### [Given records]

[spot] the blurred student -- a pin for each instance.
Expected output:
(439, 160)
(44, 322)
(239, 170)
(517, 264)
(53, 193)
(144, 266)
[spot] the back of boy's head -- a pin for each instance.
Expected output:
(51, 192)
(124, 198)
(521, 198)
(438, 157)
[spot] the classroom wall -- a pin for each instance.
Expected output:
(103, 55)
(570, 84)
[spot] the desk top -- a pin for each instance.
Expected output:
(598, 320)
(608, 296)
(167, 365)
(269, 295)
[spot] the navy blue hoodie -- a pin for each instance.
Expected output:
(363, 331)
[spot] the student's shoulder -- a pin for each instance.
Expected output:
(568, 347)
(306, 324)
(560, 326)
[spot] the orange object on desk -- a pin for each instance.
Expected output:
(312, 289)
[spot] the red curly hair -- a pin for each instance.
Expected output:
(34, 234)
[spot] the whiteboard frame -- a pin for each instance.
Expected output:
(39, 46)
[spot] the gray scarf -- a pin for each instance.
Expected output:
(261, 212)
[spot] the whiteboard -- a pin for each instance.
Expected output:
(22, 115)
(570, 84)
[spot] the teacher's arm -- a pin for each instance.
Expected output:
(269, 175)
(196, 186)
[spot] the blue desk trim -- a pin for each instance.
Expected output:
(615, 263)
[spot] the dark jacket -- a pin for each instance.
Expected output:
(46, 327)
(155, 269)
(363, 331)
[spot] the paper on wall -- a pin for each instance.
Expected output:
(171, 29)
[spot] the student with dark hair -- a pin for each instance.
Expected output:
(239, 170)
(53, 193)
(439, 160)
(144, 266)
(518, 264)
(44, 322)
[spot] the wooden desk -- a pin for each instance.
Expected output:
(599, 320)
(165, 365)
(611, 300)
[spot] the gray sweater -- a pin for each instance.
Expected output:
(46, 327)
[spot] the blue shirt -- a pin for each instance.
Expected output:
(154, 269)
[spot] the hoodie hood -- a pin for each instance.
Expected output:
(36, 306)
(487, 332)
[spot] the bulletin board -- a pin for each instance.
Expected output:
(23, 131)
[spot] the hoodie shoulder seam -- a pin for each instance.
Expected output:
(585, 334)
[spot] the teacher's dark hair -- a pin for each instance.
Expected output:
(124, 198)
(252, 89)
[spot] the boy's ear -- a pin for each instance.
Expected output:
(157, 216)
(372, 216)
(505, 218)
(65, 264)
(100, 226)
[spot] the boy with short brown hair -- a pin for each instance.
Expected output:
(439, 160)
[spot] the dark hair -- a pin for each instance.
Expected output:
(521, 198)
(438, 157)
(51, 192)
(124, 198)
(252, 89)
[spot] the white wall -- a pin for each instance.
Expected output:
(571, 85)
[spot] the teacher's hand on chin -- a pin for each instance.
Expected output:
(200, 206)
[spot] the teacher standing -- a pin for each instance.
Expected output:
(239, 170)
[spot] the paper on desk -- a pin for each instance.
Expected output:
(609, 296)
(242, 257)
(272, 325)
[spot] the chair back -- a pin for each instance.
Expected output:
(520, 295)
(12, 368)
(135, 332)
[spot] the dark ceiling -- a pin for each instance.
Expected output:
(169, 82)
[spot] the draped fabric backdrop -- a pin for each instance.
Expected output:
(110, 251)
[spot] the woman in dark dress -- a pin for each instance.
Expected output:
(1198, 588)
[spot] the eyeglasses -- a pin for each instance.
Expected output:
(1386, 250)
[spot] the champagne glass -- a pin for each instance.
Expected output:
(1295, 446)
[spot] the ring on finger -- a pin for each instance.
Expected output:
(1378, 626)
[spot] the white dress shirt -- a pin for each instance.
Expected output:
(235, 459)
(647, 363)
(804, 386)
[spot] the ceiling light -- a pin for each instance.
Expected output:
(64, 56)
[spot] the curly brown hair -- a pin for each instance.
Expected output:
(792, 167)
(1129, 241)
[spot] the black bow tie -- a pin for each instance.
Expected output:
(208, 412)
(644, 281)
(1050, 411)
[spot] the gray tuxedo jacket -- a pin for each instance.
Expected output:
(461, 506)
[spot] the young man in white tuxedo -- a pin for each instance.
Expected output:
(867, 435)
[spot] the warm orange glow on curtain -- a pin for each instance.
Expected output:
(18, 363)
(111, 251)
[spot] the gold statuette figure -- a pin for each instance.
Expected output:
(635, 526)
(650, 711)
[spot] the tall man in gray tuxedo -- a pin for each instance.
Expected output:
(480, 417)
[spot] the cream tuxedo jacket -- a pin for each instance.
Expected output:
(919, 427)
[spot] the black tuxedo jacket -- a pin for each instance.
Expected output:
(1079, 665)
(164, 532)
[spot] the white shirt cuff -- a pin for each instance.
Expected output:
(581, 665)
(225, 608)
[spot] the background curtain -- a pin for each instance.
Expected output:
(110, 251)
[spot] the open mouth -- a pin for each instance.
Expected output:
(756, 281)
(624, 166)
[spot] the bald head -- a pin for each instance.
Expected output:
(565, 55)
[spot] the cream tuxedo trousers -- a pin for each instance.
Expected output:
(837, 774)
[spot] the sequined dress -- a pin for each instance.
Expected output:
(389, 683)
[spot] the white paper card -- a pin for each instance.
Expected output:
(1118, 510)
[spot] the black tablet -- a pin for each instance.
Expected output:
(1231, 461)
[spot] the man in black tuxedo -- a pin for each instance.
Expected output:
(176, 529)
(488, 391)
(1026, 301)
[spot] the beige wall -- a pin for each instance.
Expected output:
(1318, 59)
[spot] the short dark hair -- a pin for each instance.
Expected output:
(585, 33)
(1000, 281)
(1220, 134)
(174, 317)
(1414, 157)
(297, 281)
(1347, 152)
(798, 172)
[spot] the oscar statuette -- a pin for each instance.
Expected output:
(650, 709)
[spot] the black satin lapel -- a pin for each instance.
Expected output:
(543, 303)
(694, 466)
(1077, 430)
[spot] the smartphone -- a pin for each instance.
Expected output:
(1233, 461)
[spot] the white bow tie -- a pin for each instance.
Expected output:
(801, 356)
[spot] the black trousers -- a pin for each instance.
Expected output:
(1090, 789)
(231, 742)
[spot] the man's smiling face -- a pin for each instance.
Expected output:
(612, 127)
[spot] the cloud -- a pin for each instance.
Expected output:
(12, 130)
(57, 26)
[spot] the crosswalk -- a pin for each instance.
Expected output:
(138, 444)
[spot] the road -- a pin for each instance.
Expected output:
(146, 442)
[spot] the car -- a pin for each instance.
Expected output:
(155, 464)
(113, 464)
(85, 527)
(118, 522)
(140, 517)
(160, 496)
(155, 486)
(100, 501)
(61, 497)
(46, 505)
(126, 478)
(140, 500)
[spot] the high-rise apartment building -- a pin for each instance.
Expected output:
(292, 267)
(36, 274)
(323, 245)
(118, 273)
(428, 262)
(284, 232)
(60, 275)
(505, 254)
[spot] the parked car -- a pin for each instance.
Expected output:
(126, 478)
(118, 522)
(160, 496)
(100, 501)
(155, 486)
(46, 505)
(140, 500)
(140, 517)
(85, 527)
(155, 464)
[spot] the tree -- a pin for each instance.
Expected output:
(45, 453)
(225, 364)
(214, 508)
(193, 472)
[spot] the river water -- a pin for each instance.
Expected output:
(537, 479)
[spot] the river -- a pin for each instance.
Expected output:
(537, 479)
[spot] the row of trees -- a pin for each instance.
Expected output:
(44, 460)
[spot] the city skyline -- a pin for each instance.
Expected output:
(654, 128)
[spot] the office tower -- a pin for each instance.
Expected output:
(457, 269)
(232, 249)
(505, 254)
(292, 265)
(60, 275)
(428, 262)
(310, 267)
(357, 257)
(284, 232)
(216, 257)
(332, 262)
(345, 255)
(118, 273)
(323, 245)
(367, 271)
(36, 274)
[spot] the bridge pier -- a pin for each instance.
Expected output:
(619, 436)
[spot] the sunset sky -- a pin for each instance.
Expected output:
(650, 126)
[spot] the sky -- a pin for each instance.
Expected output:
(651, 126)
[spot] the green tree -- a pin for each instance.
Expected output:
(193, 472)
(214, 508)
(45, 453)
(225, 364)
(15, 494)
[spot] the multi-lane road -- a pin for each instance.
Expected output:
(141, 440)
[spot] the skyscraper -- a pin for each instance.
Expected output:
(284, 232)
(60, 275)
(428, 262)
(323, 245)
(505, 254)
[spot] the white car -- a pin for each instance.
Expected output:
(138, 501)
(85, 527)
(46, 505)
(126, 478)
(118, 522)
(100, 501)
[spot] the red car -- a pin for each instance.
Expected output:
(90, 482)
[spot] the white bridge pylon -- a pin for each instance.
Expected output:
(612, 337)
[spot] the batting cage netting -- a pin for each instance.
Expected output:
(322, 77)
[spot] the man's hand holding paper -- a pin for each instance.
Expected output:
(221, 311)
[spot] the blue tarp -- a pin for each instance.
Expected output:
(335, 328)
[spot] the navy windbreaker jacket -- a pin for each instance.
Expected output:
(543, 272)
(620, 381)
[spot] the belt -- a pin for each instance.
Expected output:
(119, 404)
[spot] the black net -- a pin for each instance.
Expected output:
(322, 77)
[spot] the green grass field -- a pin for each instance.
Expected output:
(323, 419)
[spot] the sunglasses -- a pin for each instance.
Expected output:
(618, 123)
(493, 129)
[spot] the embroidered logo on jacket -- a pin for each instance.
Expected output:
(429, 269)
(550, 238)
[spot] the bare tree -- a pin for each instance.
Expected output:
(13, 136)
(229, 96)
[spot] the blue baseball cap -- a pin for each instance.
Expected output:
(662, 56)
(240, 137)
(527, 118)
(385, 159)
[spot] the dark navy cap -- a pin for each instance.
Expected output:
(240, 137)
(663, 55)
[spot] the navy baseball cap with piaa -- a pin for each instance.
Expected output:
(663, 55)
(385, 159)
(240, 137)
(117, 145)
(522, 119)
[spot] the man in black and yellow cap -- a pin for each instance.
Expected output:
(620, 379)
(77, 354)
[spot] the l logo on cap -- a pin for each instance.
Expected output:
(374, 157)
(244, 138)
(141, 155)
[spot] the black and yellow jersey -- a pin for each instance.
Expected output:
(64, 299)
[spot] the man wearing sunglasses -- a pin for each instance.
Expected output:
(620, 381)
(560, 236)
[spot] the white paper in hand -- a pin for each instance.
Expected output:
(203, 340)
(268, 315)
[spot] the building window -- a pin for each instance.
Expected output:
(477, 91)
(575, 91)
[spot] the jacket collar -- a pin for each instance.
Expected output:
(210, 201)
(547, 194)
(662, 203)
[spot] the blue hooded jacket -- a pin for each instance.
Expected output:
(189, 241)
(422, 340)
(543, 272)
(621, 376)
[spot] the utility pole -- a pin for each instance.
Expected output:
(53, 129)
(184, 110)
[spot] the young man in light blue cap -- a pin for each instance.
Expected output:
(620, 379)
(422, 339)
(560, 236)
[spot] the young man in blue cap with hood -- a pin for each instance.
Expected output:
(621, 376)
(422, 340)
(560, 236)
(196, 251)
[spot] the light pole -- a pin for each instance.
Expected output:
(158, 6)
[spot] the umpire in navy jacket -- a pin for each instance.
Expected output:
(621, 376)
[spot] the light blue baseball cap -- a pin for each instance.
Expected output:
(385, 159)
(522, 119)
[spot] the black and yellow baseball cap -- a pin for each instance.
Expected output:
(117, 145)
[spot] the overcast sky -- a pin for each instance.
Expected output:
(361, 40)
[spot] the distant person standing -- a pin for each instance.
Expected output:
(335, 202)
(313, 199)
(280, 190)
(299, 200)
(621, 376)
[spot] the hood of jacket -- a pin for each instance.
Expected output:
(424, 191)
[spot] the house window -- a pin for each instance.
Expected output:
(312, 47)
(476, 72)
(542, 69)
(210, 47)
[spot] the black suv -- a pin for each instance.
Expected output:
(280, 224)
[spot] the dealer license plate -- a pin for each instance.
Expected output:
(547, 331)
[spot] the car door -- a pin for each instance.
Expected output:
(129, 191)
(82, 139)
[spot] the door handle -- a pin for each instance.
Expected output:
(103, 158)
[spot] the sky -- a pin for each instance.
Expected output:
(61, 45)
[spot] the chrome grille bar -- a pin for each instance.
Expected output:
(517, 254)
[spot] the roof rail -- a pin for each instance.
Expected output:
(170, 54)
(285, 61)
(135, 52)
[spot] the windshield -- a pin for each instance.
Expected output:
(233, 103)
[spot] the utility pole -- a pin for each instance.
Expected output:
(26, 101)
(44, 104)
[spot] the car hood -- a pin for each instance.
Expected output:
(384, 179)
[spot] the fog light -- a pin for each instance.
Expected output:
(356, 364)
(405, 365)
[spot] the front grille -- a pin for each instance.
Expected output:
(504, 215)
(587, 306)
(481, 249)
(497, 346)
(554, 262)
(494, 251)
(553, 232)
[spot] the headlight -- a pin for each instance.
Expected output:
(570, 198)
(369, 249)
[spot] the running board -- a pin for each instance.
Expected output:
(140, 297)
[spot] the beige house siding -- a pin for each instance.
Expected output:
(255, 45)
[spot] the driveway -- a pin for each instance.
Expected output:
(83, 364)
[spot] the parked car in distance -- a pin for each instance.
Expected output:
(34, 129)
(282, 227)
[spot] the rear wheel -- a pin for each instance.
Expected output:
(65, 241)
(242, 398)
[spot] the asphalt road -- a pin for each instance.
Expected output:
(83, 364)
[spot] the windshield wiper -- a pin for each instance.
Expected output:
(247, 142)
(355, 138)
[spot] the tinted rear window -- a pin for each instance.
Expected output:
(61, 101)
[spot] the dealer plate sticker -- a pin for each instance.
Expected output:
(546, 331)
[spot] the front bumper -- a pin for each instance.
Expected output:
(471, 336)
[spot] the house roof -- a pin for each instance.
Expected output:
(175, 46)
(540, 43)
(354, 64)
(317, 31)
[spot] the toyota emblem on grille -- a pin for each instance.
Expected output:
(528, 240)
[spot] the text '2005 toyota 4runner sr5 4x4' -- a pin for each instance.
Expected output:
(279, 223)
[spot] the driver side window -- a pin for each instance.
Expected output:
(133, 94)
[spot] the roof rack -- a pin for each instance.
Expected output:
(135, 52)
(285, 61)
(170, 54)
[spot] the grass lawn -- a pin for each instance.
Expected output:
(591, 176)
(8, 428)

### [What you will do]
Select the lines from the entries that include the word "cream".

### [Answer below]
[spot] the cream tuxedo jacket -- a pin for each instance.
[spot] the cream tuxedo trousers -- a pin for each instance.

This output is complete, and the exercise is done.